▶ _Point-per-instance localization data_:
------------------------

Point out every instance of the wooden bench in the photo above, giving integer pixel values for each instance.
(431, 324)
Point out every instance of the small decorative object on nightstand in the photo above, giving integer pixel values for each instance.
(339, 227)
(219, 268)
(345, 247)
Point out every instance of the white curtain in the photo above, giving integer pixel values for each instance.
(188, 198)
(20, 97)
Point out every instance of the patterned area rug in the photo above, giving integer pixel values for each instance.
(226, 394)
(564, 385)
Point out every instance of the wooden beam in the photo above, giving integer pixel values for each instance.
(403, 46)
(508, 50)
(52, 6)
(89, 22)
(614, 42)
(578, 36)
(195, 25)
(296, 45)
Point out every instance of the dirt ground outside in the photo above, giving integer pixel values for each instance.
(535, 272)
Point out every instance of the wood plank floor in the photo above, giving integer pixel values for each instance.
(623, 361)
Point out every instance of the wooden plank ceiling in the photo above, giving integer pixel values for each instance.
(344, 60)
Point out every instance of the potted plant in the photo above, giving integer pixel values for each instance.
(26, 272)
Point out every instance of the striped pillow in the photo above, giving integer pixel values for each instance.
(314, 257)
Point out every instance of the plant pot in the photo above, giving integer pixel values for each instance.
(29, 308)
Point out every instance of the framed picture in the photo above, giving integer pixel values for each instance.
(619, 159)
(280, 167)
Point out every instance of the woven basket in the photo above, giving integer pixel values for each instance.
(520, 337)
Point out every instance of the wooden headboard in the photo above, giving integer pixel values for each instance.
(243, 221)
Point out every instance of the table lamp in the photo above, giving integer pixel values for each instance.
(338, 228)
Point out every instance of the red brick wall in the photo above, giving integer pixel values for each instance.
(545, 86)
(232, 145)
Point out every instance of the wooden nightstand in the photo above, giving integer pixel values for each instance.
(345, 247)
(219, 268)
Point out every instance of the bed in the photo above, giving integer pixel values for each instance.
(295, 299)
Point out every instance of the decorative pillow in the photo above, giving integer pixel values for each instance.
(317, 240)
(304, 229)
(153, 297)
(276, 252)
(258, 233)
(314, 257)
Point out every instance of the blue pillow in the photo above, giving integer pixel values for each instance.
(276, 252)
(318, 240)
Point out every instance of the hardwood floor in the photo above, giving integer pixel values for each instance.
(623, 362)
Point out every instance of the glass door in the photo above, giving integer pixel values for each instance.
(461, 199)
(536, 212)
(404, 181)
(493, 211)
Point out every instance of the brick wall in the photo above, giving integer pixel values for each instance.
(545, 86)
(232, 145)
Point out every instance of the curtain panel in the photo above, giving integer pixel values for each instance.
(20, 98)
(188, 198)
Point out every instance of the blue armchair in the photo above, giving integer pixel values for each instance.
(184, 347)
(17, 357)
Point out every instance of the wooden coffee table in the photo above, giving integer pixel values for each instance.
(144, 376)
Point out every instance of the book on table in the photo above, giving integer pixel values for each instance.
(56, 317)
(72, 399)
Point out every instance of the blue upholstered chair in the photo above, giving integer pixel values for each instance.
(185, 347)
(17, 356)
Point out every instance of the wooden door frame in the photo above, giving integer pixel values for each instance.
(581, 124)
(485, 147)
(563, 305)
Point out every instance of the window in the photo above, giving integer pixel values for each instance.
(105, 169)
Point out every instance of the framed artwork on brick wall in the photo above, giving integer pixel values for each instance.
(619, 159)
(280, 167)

------------------------

▶ _Task to carry out_:
Lines from the one containing "Point out every instance of the blue upholstered" through the end of the entries above must be copied exactly; include both ends and no other lines.

▶ _Task result_:
Point out every instance of the blue upholstered chair in the photo above, giving integer pixel values for each instance.
(185, 347)
(17, 356)
Point out every instance of the wooden door frame in the photo above, giving integer pixel values for each instance.
(581, 124)
(485, 147)
(563, 305)
Point out every instance of the window in the photo above, giving integer pixel values for each instance.
(105, 169)
Point out every instance of the framed artwork on brick wall in the photo above, giving integer pixel values for each instance.
(619, 159)
(280, 167)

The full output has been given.